**Material provided:**
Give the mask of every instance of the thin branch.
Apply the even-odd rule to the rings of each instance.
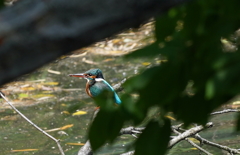
[[[84,144],[83,147],[78,151],[78,155],[92,155],[92,148],[89,140]]]
[[[205,127],[200,125],[200,126],[193,127],[193,128],[191,128],[189,130],[186,130],[181,135],[179,135],[179,136],[173,138],[172,140],[170,140],[170,142],[168,144],[168,147],[171,148],[175,144],[180,142],[181,140],[183,140],[183,139],[185,139],[187,137],[195,135],[196,133],[202,131],[204,128],[210,128],[210,127],[212,127],[212,122],[207,123]]]
[[[240,112],[240,111],[238,109],[224,109],[222,111],[213,112],[210,115],[217,115],[217,114],[223,114],[223,113],[229,113],[229,112]]]
[[[127,127],[127,128],[121,129],[120,135],[124,135],[124,134],[129,134],[129,135],[140,134],[140,133],[142,133],[142,131],[144,129],[145,129],[144,127],[142,127],[142,128]]]
[[[177,130],[173,129],[173,132],[177,133],[178,135],[181,135],[182,133],[178,132]],[[211,153],[209,153],[208,151],[204,150],[203,148],[201,148],[200,146],[198,146],[197,144],[195,144],[194,142],[192,142],[189,138],[185,138],[185,140],[190,143],[192,146],[196,147],[198,150],[204,152],[207,155],[212,155]]]
[[[63,152],[63,149],[59,143],[59,140],[57,140],[56,138],[54,138],[53,136],[49,135],[47,132],[45,132],[44,130],[42,130],[41,128],[39,128],[36,124],[34,124],[32,121],[30,121],[26,116],[24,116],[20,111],[18,111],[17,108],[14,107],[14,105],[9,102],[7,100],[7,98],[2,94],[2,92],[0,92],[1,97],[23,118],[25,119],[28,123],[30,123],[33,127],[35,127],[37,130],[39,130],[40,132],[42,132],[45,136],[49,137],[50,139],[52,139],[53,141],[55,141],[58,145],[59,151],[61,152],[62,155],[65,155]]]
[[[232,149],[232,148],[230,148],[230,147],[227,147],[227,146],[224,146],[224,145],[220,145],[220,144],[211,142],[211,141],[209,141],[209,140],[207,140],[207,139],[202,138],[199,134],[196,134],[196,135],[194,135],[193,137],[196,138],[197,140],[199,140],[200,142],[204,143],[204,144],[208,144],[208,145],[217,147],[217,148],[219,148],[219,149],[228,151],[229,153],[240,154],[240,151],[239,151],[238,149]]]

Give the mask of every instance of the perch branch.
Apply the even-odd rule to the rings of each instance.
[[[63,149],[59,143],[59,140],[57,140],[56,138],[54,138],[53,136],[49,135],[47,132],[45,132],[44,130],[42,130],[40,127],[38,127],[36,124],[34,124],[32,121],[30,121],[25,115],[23,115],[17,108],[14,107],[14,105],[8,101],[8,99],[2,94],[2,92],[0,91],[0,95],[1,97],[23,118],[25,119],[28,123],[30,123],[33,127],[35,127],[37,130],[39,130],[40,132],[42,132],[45,136],[49,137],[50,139],[52,139],[53,141],[55,141],[57,143],[57,146],[59,148],[59,151],[61,152],[62,155],[65,155],[63,152]]]
[[[210,115],[224,114],[224,113],[229,113],[229,112],[240,112],[240,111],[238,109],[224,109],[222,111],[213,112]]]
[[[209,122],[204,126],[200,125],[200,126],[196,126],[193,127],[189,130],[186,130],[185,132],[183,132],[181,135],[176,136],[175,138],[173,138],[172,140],[170,140],[168,147],[171,148],[173,147],[175,144],[177,144],[178,142],[180,142],[181,140],[190,137],[192,135],[195,135],[196,133],[202,131],[204,128],[210,128],[212,127],[212,122]]]
[[[178,132],[177,130],[173,129],[173,132],[181,135],[182,133]],[[208,151],[204,150],[203,148],[201,148],[200,146],[198,146],[197,144],[195,144],[194,142],[192,142],[189,138],[185,138],[185,140],[190,143],[192,146],[196,147],[198,150],[204,152],[207,155],[212,155],[211,153],[209,153]]]

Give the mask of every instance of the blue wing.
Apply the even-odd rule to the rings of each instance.
[[[113,92],[114,94],[114,99],[115,99],[115,102],[117,104],[121,104],[122,101],[120,100],[120,98],[118,97],[117,93],[115,92],[115,90],[113,89],[113,87],[107,82],[105,81],[104,79],[102,79],[102,81],[111,89],[111,91]]]

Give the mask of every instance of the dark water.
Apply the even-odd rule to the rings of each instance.
[[[44,79],[45,82],[58,82],[57,85],[46,85],[41,89],[33,91],[7,91],[9,99],[15,103],[21,102],[18,109],[34,123],[44,130],[73,125],[64,130],[49,132],[52,136],[61,140],[61,145],[66,155],[77,154],[81,146],[77,143],[85,143],[87,140],[87,130],[94,113],[95,105],[85,93],[84,79],[72,78],[68,74],[84,72],[90,68],[102,69],[105,79],[112,85],[118,83],[125,77],[130,77],[140,70],[156,65],[159,59],[133,59],[124,60],[122,57],[100,56],[87,54],[84,56],[89,61],[82,61],[83,57],[70,58],[53,62],[43,68],[21,77],[15,84],[17,87],[23,86],[22,81],[35,81]],[[91,60],[91,61],[90,61]],[[93,64],[92,62],[98,62]],[[148,65],[146,65],[148,64]],[[51,73],[48,70],[59,71],[61,74]],[[41,82],[34,83],[43,85]],[[30,85],[31,86],[31,85]],[[47,87],[47,88],[45,88]],[[44,89],[42,89],[44,88]],[[51,89],[50,89],[51,88]],[[124,93],[124,92],[121,92]],[[121,96],[121,93],[120,96]],[[22,94],[22,95],[21,95]],[[21,96],[28,95],[25,98]],[[33,96],[50,96],[47,99]],[[24,105],[24,103],[28,103]],[[37,103],[37,104],[36,104]],[[5,103],[1,100],[2,106]],[[13,110],[3,106],[0,111],[0,154],[1,155],[57,155],[60,154],[55,142],[44,136],[42,133],[33,128],[23,120]],[[87,112],[84,115],[73,116],[76,109]],[[68,112],[68,113],[66,113]],[[236,114],[223,114],[212,117],[214,127],[207,129],[200,135],[213,142],[227,145],[232,148],[238,148],[239,134],[234,132]],[[113,145],[107,144],[96,154],[113,155],[123,153],[126,148],[130,148],[131,143],[135,140],[132,136],[121,136]],[[71,144],[74,143],[74,144]],[[148,144],[146,144],[148,145]],[[213,154],[227,154],[219,149],[203,146]],[[35,151],[12,152],[12,150],[37,149]],[[186,143],[181,142],[172,148],[168,154],[191,155],[199,152]]]
[[[99,62],[98,65],[88,64],[82,62],[82,57],[79,58],[65,58],[53,62],[43,68],[21,77],[15,84],[22,86],[22,81],[36,81],[44,79],[45,82],[58,82],[55,86],[46,86],[53,90],[36,89],[34,91],[9,91],[7,97],[14,104],[18,106],[18,101],[21,105],[18,109],[27,116],[32,122],[36,123],[44,130],[63,127],[65,125],[73,124],[72,127],[66,130],[58,130],[49,132],[52,136],[61,140],[61,145],[66,155],[74,155],[78,152],[81,146],[68,143],[85,143],[89,123],[95,110],[93,100],[85,93],[84,79],[69,77],[68,74],[84,72],[91,68],[100,68],[105,76],[105,79],[112,85],[120,82],[125,77],[132,76],[139,72],[140,68],[145,68],[142,65],[144,60],[124,61],[122,57],[99,56],[87,54],[86,59]],[[104,62],[104,60],[111,60]],[[52,74],[48,70],[59,71],[61,74]],[[40,83],[41,84],[41,83]],[[36,83],[34,83],[36,85]],[[31,85],[30,85],[31,86]],[[8,92],[9,91],[9,92]],[[5,93],[4,92],[4,93]],[[47,99],[36,99],[35,104],[31,97],[19,99],[20,94],[27,94],[29,96],[49,96]],[[23,96],[23,95],[22,95]],[[121,93],[120,93],[121,96]],[[24,102],[33,102],[29,105],[24,105]],[[60,154],[57,145],[54,141],[44,136],[34,127],[23,120],[10,108],[6,109],[6,103],[1,100],[1,104],[5,105],[4,109],[0,111],[0,154],[1,155],[22,155],[22,154],[36,154],[36,155],[57,155]],[[76,109],[87,112],[84,115],[72,116]],[[65,113],[65,112],[69,112]],[[64,133],[61,133],[63,131]],[[59,133],[60,132],[60,133]],[[106,145],[97,152],[97,154],[119,154],[123,152],[126,145],[133,141],[132,136],[122,136],[116,140],[116,143]],[[12,150],[23,149],[37,149],[36,151],[12,152]]]

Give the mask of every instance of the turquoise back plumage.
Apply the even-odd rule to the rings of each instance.
[[[121,100],[113,87],[104,80],[100,69],[90,69],[85,73],[69,74],[69,76],[87,79],[86,92],[90,97],[96,97],[104,90],[109,90],[114,94],[115,103],[121,104]]]
[[[112,86],[104,79],[99,79],[100,81],[95,81],[95,83],[93,85],[91,85],[89,87],[89,90],[91,92],[91,95],[93,97],[98,96],[101,92],[103,92],[104,90],[109,90],[111,92],[113,92],[114,94],[114,100],[115,103],[117,104],[121,104],[121,100],[118,97],[117,93],[115,92],[115,90],[112,88]]]

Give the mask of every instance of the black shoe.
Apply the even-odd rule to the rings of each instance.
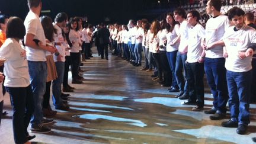
[[[33,135],[33,136],[28,135],[27,136],[27,140],[28,141],[28,140],[30,140],[33,139],[34,138],[36,138],[35,135]]]
[[[221,120],[224,119],[226,117],[226,114],[216,113],[210,116],[209,117],[211,120]]]
[[[184,92],[182,91],[180,91],[180,94],[178,94],[178,95],[177,95],[175,96],[175,98],[178,98],[178,97],[181,97],[181,95],[183,95],[183,94],[184,94]]]
[[[256,137],[252,137],[252,141],[254,141],[254,142],[256,142]]]
[[[185,101],[181,103],[183,105],[196,105],[196,101]]]
[[[78,79],[73,79],[71,83],[75,84],[82,84],[82,81],[79,81]]]
[[[238,123],[229,120],[228,121],[223,121],[222,126],[226,127],[238,127]]]
[[[52,130],[47,126],[39,124],[36,126],[31,126],[30,128],[30,132],[31,133],[46,133],[52,132]]]
[[[181,100],[188,100],[189,98],[189,95],[187,93],[184,94],[183,95],[179,97]]]
[[[179,92],[179,91],[180,91],[178,88],[174,87],[171,88],[171,89],[169,90],[169,92]]]
[[[52,123],[53,122],[53,119],[43,117],[43,119],[41,120],[41,124],[47,124]]]
[[[164,84],[161,85],[162,87],[169,87],[171,86],[171,84]]]
[[[236,133],[239,135],[245,134],[247,130],[248,126],[239,124],[236,129]]]
[[[136,65],[136,66],[141,66],[141,63],[137,63],[137,65]]]
[[[210,110],[205,110],[204,111],[204,113],[205,114],[215,114],[216,113],[216,110],[213,110],[213,109],[210,109]]]
[[[69,110],[69,106],[63,104],[61,105],[60,107],[55,107],[55,109],[56,110]]]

**Stated exercise:** Copy the items word for word, from the line that contains "Give the mask of every instance of the black" through the end of the items, with both ends included. Omit the pictures from your copy.

**Output for this task:**
Give the mask of every instance of the black shoe.
Apply the even-odd rule to the rings of each instance.
[[[33,135],[33,136],[28,135],[27,136],[27,140],[28,141],[28,140],[30,140],[33,139],[34,138],[36,138],[35,135]]]
[[[221,120],[224,119],[226,117],[226,114],[216,113],[210,116],[209,117],[211,120]]]
[[[184,92],[182,91],[180,91],[180,94],[178,94],[178,95],[177,95],[175,96],[175,98],[178,98],[178,97],[181,97],[181,95],[183,95],[183,94],[184,94]]]
[[[256,137],[252,137],[252,141],[254,141],[254,142],[256,142]]]
[[[185,101],[181,103],[183,105],[196,105],[196,101]]]
[[[78,79],[73,79],[71,83],[75,84],[82,84],[82,81],[79,81]]]
[[[238,123],[229,120],[228,121],[223,121],[222,126],[226,127],[238,127]]]
[[[52,130],[47,126],[39,124],[36,126],[31,126],[30,128],[30,132],[31,133],[46,133],[52,132]]]
[[[181,100],[188,100],[189,98],[189,95],[187,93],[184,94],[183,95],[179,97]]]
[[[179,92],[179,91],[180,91],[178,88],[174,87],[171,88],[171,89],[169,90],[169,92]]]
[[[52,123],[53,122],[53,119],[43,117],[43,119],[41,120],[41,124],[47,124]]]
[[[164,84],[161,85],[162,87],[169,87],[171,86],[171,84]]]
[[[236,133],[239,135],[245,134],[247,130],[248,126],[239,124],[236,129]]]
[[[136,65],[136,66],[141,66],[141,63],[137,63],[137,65]]]
[[[210,110],[205,110],[204,111],[204,113],[205,114],[215,114],[216,113],[216,110],[213,110],[213,109],[210,109]]]
[[[69,110],[69,106],[63,104],[61,105],[60,107],[55,107],[55,109],[56,110]]]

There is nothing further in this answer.